# Requirement:
Rewrite the Mega API thread from "In addition to" to "RSA public key.", putting "4096 bit" in place of "2048 bit".

# Page excerpt:
------------------------------------
Mega API - rarestblog
https://mega.co.nz/#developers

======
rarestblog
Some interesting points:

    
    
      All cryptographic operations involving symmetric or 
      private keys are performed on the client side
    
      Each general filesystem node (files/folders) has an 
      encrypted attributes object attached to it, which 
      typically contains just the filename.
    
      All symmetric cryptographic operations are based on 
      AES-128. 
    
      Each file and each folder node uses its own randomly
      generated 128 bit key. File nodes use the same key 
      for the attribute block and the file data, plus a 
      64 bit random counter start value and a 64 bit meta 
      MAC to verify the file's integrity.
    
      Each user account uses a symmetric master key to 
      ECB-encrypt all keys of the nodes it keeps in its own
      trees. This master key is stored on MEGA's servers, 
      encrypted with a hash derived from the user's login 
      password.
    
      In addition to the symmetric key, each user account 
      has a 2048 bit RSA key pair to securely receive data. 
      Its private component is stored encrypted with the 
      user's symmetric master key.
    
      MEGA supports secure cross-account access to folders.
    
      MEGA supports secure unauthenticated data delivery. Any 
      fully registered user can receive files or folders in 
      their inbox through their RSA public key.
    
      (MEGA) is also our first JavaScript project
------------------------------------
# Stored rows:
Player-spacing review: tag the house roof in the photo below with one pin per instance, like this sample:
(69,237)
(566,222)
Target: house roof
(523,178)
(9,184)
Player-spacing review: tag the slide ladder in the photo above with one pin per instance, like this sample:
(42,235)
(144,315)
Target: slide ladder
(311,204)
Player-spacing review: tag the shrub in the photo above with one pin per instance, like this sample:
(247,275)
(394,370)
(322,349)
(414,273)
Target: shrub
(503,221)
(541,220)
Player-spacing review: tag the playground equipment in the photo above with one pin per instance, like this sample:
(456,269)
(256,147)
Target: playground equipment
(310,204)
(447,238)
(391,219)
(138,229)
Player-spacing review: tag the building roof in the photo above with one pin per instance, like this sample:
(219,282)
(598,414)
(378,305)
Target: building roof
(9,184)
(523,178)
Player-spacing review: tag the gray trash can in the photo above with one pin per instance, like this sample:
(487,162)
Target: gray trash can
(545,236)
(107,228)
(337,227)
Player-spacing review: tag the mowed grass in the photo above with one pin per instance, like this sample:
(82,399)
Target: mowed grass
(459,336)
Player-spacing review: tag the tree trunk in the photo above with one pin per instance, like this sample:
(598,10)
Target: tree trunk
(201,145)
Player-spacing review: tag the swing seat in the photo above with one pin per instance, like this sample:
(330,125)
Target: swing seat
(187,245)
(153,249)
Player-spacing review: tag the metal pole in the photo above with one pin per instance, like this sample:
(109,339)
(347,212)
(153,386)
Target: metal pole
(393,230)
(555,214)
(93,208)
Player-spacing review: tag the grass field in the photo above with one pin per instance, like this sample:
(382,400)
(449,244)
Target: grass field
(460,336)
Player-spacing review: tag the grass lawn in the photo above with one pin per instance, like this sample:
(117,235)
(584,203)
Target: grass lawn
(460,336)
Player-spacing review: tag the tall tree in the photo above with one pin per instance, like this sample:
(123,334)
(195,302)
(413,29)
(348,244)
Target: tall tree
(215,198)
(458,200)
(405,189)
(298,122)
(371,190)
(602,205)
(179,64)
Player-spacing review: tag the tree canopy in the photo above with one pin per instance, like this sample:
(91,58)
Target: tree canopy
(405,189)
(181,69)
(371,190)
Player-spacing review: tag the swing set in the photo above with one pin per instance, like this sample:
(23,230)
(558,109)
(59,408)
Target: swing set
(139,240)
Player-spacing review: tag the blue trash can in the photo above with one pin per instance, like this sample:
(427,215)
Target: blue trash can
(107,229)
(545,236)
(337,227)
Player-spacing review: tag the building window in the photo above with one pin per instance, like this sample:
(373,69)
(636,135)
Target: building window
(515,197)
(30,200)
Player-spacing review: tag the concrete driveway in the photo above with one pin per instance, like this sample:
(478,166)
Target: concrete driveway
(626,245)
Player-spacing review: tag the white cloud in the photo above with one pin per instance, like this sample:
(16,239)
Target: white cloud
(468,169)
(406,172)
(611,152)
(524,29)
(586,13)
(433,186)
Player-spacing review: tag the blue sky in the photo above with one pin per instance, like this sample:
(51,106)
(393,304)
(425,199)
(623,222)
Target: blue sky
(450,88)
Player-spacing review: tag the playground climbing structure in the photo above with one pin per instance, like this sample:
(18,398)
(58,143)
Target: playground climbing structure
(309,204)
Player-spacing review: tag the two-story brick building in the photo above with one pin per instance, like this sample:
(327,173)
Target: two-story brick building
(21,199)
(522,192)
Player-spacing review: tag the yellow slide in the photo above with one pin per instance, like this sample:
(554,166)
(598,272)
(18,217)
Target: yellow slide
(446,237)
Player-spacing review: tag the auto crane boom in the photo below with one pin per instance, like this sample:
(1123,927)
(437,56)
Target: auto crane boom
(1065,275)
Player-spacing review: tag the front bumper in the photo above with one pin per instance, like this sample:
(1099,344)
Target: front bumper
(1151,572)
------------------------------------
# Answer:
In addition to the symmetric key, each user account 
      has a 4096 bit RSA key pair to securely receive data. 
      Its private component is stored encrypted with the 
      user's symmetric master key.
    
      MEGA supports secure cross-account access to folders.
    
      MEGA supports secure unauthenticated data delivery. Any 
      fully registered user can receive files or folders in 
      their inbox through their RSA public key.